▸ What to produce:
Copy the material below line for line, leaving every character unchanged.

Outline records
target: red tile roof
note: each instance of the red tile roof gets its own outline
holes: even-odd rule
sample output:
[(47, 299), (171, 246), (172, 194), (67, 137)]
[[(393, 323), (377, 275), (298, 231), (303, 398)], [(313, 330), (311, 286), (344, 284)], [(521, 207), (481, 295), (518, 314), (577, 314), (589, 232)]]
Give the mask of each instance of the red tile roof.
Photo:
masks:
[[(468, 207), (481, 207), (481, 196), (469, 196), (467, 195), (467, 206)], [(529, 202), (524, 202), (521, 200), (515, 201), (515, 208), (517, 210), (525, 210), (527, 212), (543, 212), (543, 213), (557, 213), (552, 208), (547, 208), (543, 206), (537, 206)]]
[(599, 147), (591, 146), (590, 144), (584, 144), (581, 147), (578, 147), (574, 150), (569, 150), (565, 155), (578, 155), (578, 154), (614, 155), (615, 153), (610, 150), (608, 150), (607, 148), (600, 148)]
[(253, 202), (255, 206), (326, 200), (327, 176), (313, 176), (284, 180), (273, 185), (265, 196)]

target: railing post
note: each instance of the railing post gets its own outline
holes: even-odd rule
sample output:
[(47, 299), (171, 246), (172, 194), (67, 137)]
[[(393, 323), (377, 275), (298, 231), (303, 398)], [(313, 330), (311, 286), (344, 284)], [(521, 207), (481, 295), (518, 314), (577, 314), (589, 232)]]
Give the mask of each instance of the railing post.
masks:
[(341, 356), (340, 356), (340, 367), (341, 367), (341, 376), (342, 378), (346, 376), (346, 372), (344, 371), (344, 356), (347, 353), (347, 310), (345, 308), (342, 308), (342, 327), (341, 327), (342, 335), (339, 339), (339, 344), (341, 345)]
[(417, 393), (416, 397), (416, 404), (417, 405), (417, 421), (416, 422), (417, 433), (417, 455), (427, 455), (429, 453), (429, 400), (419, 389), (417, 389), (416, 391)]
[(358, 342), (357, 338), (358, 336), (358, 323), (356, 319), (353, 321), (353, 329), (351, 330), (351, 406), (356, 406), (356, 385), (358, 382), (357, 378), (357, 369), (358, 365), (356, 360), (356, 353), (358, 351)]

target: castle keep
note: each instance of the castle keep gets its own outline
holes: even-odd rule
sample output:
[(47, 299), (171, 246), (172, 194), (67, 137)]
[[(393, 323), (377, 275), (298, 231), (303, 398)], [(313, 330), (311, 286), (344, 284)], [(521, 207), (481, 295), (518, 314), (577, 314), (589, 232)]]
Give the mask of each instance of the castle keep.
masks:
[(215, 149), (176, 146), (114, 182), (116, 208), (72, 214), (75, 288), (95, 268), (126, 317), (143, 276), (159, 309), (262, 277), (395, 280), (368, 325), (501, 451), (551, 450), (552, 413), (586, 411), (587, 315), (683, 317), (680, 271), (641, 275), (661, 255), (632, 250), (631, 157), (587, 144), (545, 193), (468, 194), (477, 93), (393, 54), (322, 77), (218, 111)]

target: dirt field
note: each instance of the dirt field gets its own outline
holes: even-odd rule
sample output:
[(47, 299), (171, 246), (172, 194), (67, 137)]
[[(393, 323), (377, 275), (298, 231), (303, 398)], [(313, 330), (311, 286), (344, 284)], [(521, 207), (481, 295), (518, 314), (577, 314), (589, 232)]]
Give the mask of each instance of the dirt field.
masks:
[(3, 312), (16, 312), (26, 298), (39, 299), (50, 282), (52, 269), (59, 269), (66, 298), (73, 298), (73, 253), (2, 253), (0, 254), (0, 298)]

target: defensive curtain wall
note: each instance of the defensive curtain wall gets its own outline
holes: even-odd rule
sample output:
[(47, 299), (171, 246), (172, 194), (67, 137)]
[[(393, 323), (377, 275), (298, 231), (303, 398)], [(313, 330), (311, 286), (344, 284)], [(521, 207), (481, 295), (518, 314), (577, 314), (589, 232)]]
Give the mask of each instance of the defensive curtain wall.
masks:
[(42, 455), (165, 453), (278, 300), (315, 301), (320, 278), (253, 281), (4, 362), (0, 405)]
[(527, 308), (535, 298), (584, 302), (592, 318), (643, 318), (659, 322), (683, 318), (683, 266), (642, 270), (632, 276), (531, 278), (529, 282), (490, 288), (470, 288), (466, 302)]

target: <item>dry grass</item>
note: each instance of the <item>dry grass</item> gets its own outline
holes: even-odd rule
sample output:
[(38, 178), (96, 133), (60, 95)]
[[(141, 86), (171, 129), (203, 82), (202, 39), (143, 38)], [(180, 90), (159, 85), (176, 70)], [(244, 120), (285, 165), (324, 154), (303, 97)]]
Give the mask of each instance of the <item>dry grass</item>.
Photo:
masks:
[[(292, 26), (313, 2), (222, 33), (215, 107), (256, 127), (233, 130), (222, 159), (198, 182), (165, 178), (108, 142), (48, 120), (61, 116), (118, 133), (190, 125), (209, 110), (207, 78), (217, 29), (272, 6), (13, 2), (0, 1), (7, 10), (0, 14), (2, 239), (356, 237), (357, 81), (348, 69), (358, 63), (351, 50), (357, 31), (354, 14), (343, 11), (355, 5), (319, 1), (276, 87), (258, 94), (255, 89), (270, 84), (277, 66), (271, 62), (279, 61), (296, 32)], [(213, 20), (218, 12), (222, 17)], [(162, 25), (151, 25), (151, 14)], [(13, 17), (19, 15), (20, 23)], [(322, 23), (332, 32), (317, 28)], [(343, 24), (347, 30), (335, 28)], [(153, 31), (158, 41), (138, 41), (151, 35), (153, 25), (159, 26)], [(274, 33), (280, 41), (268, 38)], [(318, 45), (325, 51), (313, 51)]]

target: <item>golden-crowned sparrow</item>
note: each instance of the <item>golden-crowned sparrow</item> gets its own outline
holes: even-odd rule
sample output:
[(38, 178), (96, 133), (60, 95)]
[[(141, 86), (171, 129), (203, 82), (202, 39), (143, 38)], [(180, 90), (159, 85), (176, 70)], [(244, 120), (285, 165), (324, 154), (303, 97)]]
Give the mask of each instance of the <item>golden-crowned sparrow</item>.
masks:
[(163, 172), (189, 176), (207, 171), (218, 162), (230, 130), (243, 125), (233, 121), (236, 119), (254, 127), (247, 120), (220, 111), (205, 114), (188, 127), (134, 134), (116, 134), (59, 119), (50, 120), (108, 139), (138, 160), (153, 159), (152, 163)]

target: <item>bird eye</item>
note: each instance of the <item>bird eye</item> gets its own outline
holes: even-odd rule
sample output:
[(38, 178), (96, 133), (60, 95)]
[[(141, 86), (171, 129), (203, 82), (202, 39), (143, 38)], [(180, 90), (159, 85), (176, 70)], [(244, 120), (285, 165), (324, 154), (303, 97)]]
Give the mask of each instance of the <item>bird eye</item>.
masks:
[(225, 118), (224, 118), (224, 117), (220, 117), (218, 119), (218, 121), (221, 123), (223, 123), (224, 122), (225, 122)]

▸ Task output:
target: red tile roof
note: each instance of the red tile roof gets its own outline
holes: even-odd rule
sample output:
[(47, 299), (171, 246), (172, 194), (67, 137)]
[[(393, 323), (377, 275), (298, 231), (303, 398)], [(313, 330), (311, 286), (344, 284)], [(521, 207), (481, 295), (518, 314), (577, 314), (589, 232)]]
Give the mask of each instance of the red tile roof.
Photo:
masks:
[[(468, 207), (481, 207), (481, 196), (469, 196), (467, 195), (467, 206)], [(529, 202), (524, 202), (521, 200), (515, 201), (515, 208), (517, 210), (525, 210), (527, 212), (543, 212), (543, 213), (557, 213), (552, 208), (547, 208), (543, 206), (537, 206)]]
[(599, 147), (591, 146), (590, 144), (584, 144), (581, 147), (578, 147), (574, 150), (569, 150), (565, 155), (578, 155), (578, 154), (614, 155), (615, 153), (610, 150), (608, 150), (607, 148), (600, 148)]
[(253, 202), (255, 206), (326, 200), (327, 176), (313, 176), (284, 180), (273, 185), (265, 196)]

target: railing post
note: each instance of the railing post gets its own outline
holes: even-odd rule
sample output:
[(47, 299), (171, 246), (172, 194), (67, 137)]
[[(393, 323), (377, 275), (298, 231), (303, 398)], [(313, 330), (311, 286), (344, 284)], [(521, 207), (481, 295), (518, 314), (577, 314), (589, 232)]]
Give the mask of each instance of the railing post.
masks:
[(341, 356), (340, 356), (340, 367), (341, 367), (341, 376), (342, 378), (346, 376), (346, 372), (344, 371), (344, 356), (347, 353), (347, 310), (345, 308), (342, 308), (342, 327), (341, 327), (342, 335), (339, 339), (339, 344), (341, 345)]
[(417, 393), (416, 397), (416, 404), (417, 405), (417, 421), (416, 422), (417, 433), (417, 455), (427, 455), (429, 453), (429, 400), (419, 389), (417, 389), (416, 391)]
[(358, 342), (357, 338), (358, 336), (358, 323), (356, 319), (353, 321), (353, 329), (351, 330), (351, 406), (356, 406), (356, 385), (358, 382), (357, 378), (357, 369), (358, 365), (356, 360), (356, 353), (358, 351)]

target: castle keep
note: each instance of the castle keep gets its own outline
holes: even-odd rule
sample output:
[(47, 299), (171, 246), (172, 194), (67, 137)]
[[(393, 323), (377, 275), (298, 231), (303, 398)], [(313, 330), (311, 286), (344, 284)], [(521, 207), (481, 295), (518, 314), (577, 314), (589, 232)]]
Give the mask of each instance of the castle keep.
masks:
[(215, 149), (176, 146), (114, 182), (116, 208), (72, 214), (75, 288), (95, 268), (126, 317), (143, 276), (159, 309), (262, 277), (395, 280), (368, 325), (501, 451), (551, 450), (552, 413), (586, 411), (587, 315), (683, 317), (680, 271), (641, 275), (661, 255), (632, 250), (631, 157), (587, 144), (545, 193), (468, 194), (477, 93), (393, 54), (322, 77), (218, 111)]

target: dirt field
note: each instance of the dirt field gets its own outline
holes: even-odd rule
sample output:
[(47, 299), (171, 246), (172, 194), (67, 137)]
[[(393, 323), (377, 275), (298, 231), (303, 398)], [(313, 330), (311, 286), (344, 284)], [(521, 207), (481, 295), (518, 314), (577, 314), (589, 232)]]
Give the mask of each instance of the dirt field.
masks:
[(3, 312), (16, 312), (26, 298), (39, 299), (50, 282), (52, 269), (59, 269), (66, 298), (73, 298), (73, 253), (2, 253), (0, 254), (0, 298)]

target: defensive curtain wall
note: each instance of the defensive curtain wall gets its own outline
holes: even-odd rule
sample output:
[(47, 299), (171, 246), (172, 194), (67, 137)]
[[(393, 323), (377, 275), (298, 231), (303, 398)], [(313, 330), (311, 286), (344, 284)], [(521, 207), (481, 295), (518, 314), (577, 314), (589, 232)]]
Give the mask of each instance of the defensive curtain wall.
masks:
[(42, 455), (165, 453), (278, 300), (315, 301), (320, 278), (253, 281), (4, 362), (0, 405)]
[(527, 308), (535, 298), (584, 302), (592, 318), (643, 318), (659, 322), (683, 318), (683, 266), (642, 270), (632, 276), (531, 278), (529, 282), (490, 288), (470, 288), (466, 302)]

target: <item>dry grass</item>
note: each instance of the <item>dry grass</item> gets its own outline
holes: even-odd rule
sample output:
[(38, 178), (96, 133), (60, 95)]
[[(141, 86), (171, 129), (203, 82), (202, 39), (143, 38)], [(180, 90), (159, 85), (176, 70)], [(244, 120), (285, 165), (324, 154), (303, 97)]]
Give the mask of each instance of the <item>dry grass</item>.
Photo:
masks:
[[(292, 26), (313, 2), (222, 33), (215, 107), (256, 127), (233, 130), (222, 159), (198, 182), (165, 178), (108, 142), (48, 120), (61, 116), (118, 133), (190, 125), (209, 110), (207, 78), (217, 29), (272, 6), (13, 2), (0, 1), (7, 10), (0, 14), (2, 239), (356, 237), (357, 81), (348, 69), (358, 63), (351, 50), (357, 31), (354, 14), (343, 11), (355, 5), (319, 1), (276, 87), (258, 94), (255, 89), (270, 84), (277, 66), (271, 62), (279, 61), (296, 32)], [(213, 20), (218, 12), (222, 17)], [(162, 25), (151, 25), (151, 14)], [(13, 17), (19, 15), (20, 23)], [(322, 23), (332, 32), (317, 28)], [(343, 24), (347, 30), (335, 28)], [(153, 31), (158, 41), (138, 41), (151, 35), (153, 25), (159, 26)], [(274, 33), (280, 41), (268, 38)], [(318, 45), (325, 51), (313, 51)]]

target: <item>golden-crowned sparrow</item>
note: each instance of the <item>golden-crowned sparrow</item> gets its own outline
holes: even-odd rule
sample output:
[(38, 178), (96, 133), (60, 95)]
[[(141, 86), (171, 129), (203, 82), (202, 39), (143, 38)], [(180, 90), (159, 85), (176, 70)], [(244, 120), (285, 165), (324, 154), (303, 97)]]
Give the mask of each instance of the <item>golden-crowned sparrow</item>.
masks:
[(163, 172), (189, 176), (207, 171), (218, 162), (230, 130), (243, 125), (233, 121), (236, 119), (254, 127), (247, 120), (220, 111), (205, 114), (188, 127), (134, 134), (116, 134), (59, 119), (50, 120), (108, 139), (138, 160), (153, 159), (152, 163)]

target: <item>bird eye</item>
note: each instance of the <item>bird eye</item> gets its own outline
holes: even-odd rule
sample output:
[(38, 178), (96, 133), (60, 95)]
[[(141, 86), (171, 129), (203, 82), (202, 39), (143, 38)], [(180, 90), (159, 85), (176, 70)], [(244, 120), (285, 165), (324, 154), (303, 97)]]
Give the mask of each instance of the <item>bird eye</item>.
masks:
[(225, 118), (224, 118), (224, 117), (220, 117), (218, 119), (218, 121), (221, 123), (223, 123), (224, 122), (225, 122)]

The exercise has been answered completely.